TASK 1 — In the self-publishing blog post, swap "manuscript" for "draft" and give the passage from "Since I posted" up to and including "as it can be.".

DOCUMENT EXTRACT —
================
(or How I Did It, a “.doc”-umentary)
Part 2 of ?
January 2022 (so far)
So much has happened since my last post that I don’t know where to start. But I’ll give it a try. (Grab a cup of something…this post is long.)
I continued (for a while) the “From First Draft to Bestseller” class with Jon LaPoma on Udemy. Lots of really good, helpful stuff here. Though the class is several years old, and self-publishing is changing almost daily sometimes (okay, I may exaggerate), I still feel like I know way more about self-publishing now than I did before. Jon covers everything from getting your manuscript publish-ready to some of the various publishing platforms (whether Amazon only or “going wide”) to marketing plans and newsletter promotions, and more. The only reason I stopped was—well, I’ll get into that below. But I am going back to it. Soon. And Udemy has lots of other classes on various aspects of this journey, many of which go on sale from time to time on the Udemy site. If you haven’t checked them out, you should.
I learned about DRM (digital rights management) encryption. I’m still not an expert. Far from it. But I understand better what it is, and why many indies choose to not use it. Here’s the thing. DRM encryption was intended to make your ebook impossible to pirate. But—surprise!—pirates break the encryption anyway to bootleg your book and meanwhile, buyers who purchased your book through legitimate venues can’t read the ebook on their tablet because it’s already on their Kindle, and they can’t use it on both. There are numerous other reasons why DRM encryption might not be the best option for every writer. I’ve even seen notes in the front matter of ebooks I’ve bought or borrowed through Kindle Unlimited that specifically say they chose not to enable this DRM encryption so that readers can enjoy their purchased content in whatever way they want. It’s worth mentioning that once you choose between enabling it or not enabling it, you cannot change your mind later. Here’s a link for more info, but I urge you indie writers out there to do your homework. Know the ins and outs of this before you publish.
I mentioned in my last post that I’d joined the Alliance of Independent Authors (see the link on the sidebar, top right), and thus far they’ve been great. At the moment I’m an associate member, but once I’m ready to publish, I’ll upgrade to an author membership, a level where there are added benefits. One thing all ALLi members get is the opportunity to participate in the ALLi Facebook group. I know not everyone is a FB fan, but if you’re on that social media platform, you should take advantage of this resource goldmine. Lots of great questions are asked and answered here, as well as some awesome information shared between members. Don’t miss out. Another FB group that offers excellent information, especially for new indies, is 20Booksto50K. So many helpful discussions go on here that I can’t even begin to list them all. I just sit back and read through this excellent information and file it away in the growing pile in my head. Both of these groups offer the ability to search the archives for topics that might have already been discussed. Best of all, members are super willing to offer guidance, answers, or moral support.
Since I posted last, I looked around at editors offering their services, but thought to ask a friend who I know has some experience in the literary world if she offered editing services. As it turns out, she does. Not only do I know her and respect her, I know she is a writer of integrity. I know she’ll be honest, even if her words are hard to hear, and I know she won’t overcharge me by padding her time. She is, even now, working the manuscript for the first book I plan to publish, in order to be sure every page is as error-free, grammar-accurate, and shiny as it can be.
================
Segmentation data:
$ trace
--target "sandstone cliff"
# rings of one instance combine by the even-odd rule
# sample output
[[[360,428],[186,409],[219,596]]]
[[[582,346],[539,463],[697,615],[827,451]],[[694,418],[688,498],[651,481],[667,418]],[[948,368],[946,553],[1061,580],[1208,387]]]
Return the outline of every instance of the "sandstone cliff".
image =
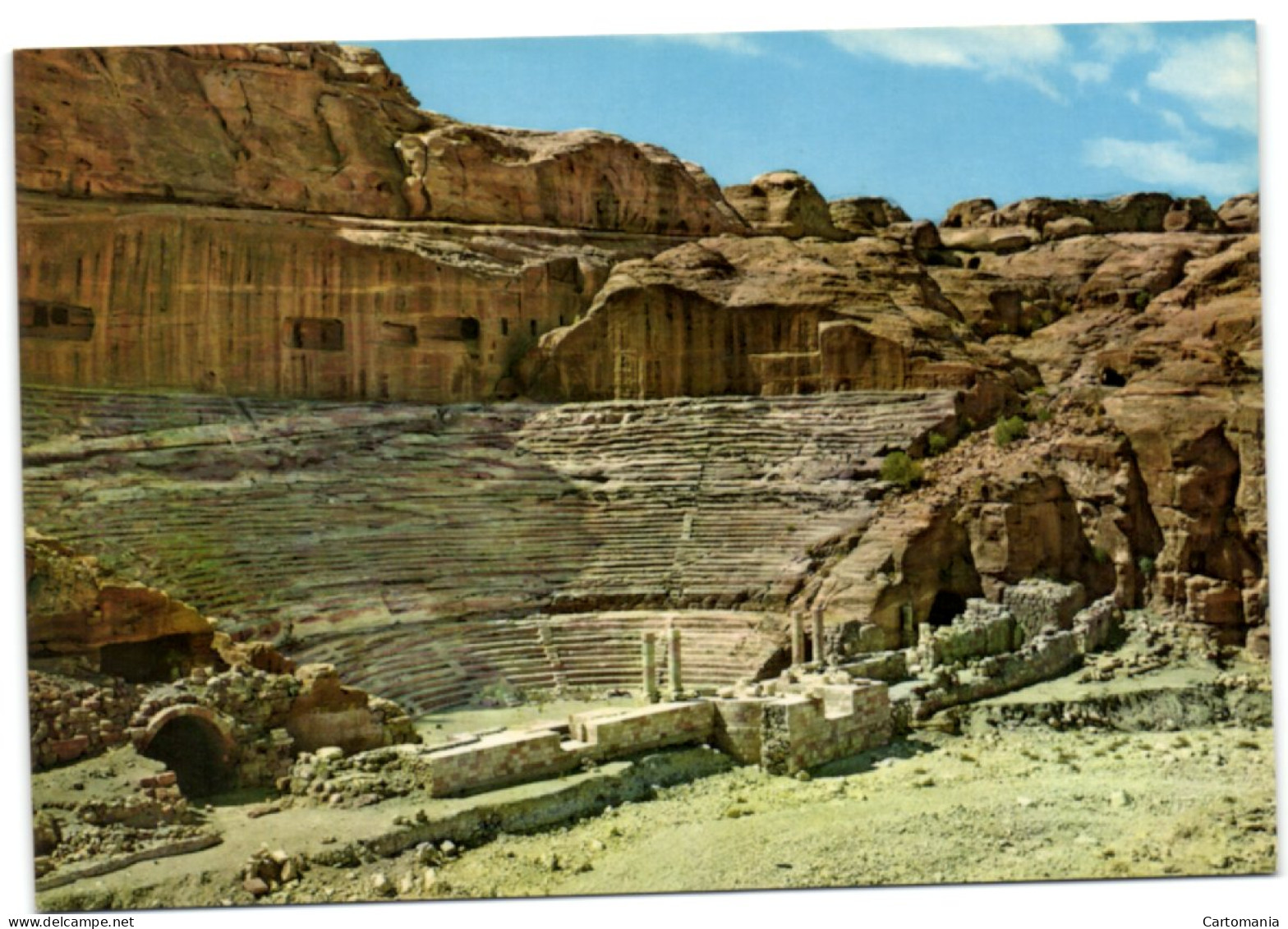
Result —
[[[428,613],[446,603],[471,616],[819,608],[864,648],[885,648],[911,644],[917,622],[963,598],[1048,575],[1234,638],[1266,629],[1256,195],[1217,209],[1167,193],[978,198],[936,227],[878,198],[828,204],[793,171],[720,191],[702,169],[605,133],[466,125],[419,110],[374,53],[326,44],[24,52],[15,79],[28,383],[265,403],[629,401],[638,408],[623,416],[697,417],[701,428],[708,407],[649,401],[917,392],[934,415],[882,454],[929,455],[965,437],[927,461],[922,490],[877,492],[886,503],[871,524],[880,463],[864,446],[849,465],[862,481],[827,472],[837,496],[823,509],[835,521],[815,519],[810,503],[799,515],[817,531],[786,542],[759,523],[746,537],[730,530],[752,551],[787,545],[788,567],[737,590],[684,580],[687,558],[716,564],[685,548],[694,514],[671,526],[665,505],[623,490],[631,466],[618,448],[569,439],[604,460],[547,448],[559,464],[537,469],[513,513],[529,496],[563,503],[536,528],[518,519],[505,551],[474,553],[505,582],[456,597],[474,564],[457,564],[447,539],[451,590]],[[258,428],[252,406],[237,402]],[[592,406],[568,415],[625,429]],[[1030,420],[1027,438],[996,445],[980,432],[1014,415]],[[64,425],[40,450],[49,472],[32,491],[55,522],[68,501],[49,486],[76,463],[106,479],[106,460],[139,451],[133,439],[81,436],[77,416]],[[683,451],[667,438],[644,470],[683,459],[706,499],[710,448],[694,436]],[[345,441],[359,461],[384,439]],[[513,463],[489,457],[498,441],[443,447],[487,463],[470,474],[510,474]],[[408,447],[390,455],[419,460],[424,448]],[[279,450],[243,454],[157,460],[198,483],[206,466],[229,482],[267,461],[286,472],[296,463]],[[671,465],[668,454],[679,456]],[[817,470],[774,455],[757,479]],[[800,506],[795,493],[782,519]],[[603,564],[618,564],[612,532],[554,531],[569,500],[578,514],[647,500],[638,524],[650,528],[622,550],[653,551],[656,532],[658,550],[689,554],[626,559],[629,582],[605,580],[614,568]],[[97,512],[95,501],[72,509],[81,503],[82,515]],[[433,506],[450,508],[442,495]],[[523,553],[551,533],[577,544],[547,577]],[[220,584],[216,597],[227,595]],[[319,621],[390,622],[398,608],[386,593],[362,588],[361,607]],[[312,621],[304,600],[295,606]],[[258,615],[246,622],[279,631]],[[402,633],[389,642],[401,648]]]
[[[613,263],[744,229],[670,152],[420,111],[362,49],[32,50],[15,86],[33,383],[506,397]]]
================
TASK 2 — Report each line of the listing that contains the string "sandstone".

FULL SOLUTION 1 —
Since I posted last, I looked around at editors offering their services, but thought to ask a friend who I know has some experience in the literary world if she offered editing services. As it turns out, she does. Not only do I know her and respect her, I know she is a writer of integrity. I know she’ll be honest, even if her words are hard to hear, and I know she won’t overcharge me by padding her time. She is, even now, working the draft for the first book I plan to publish, in order to be sure every page is as error-free, grammar-accurate, and shiny as it can be.

FULL SOLUTION 2 —
--target "sandstone cliff"
Return the outline of every instance of the "sandstone cliff".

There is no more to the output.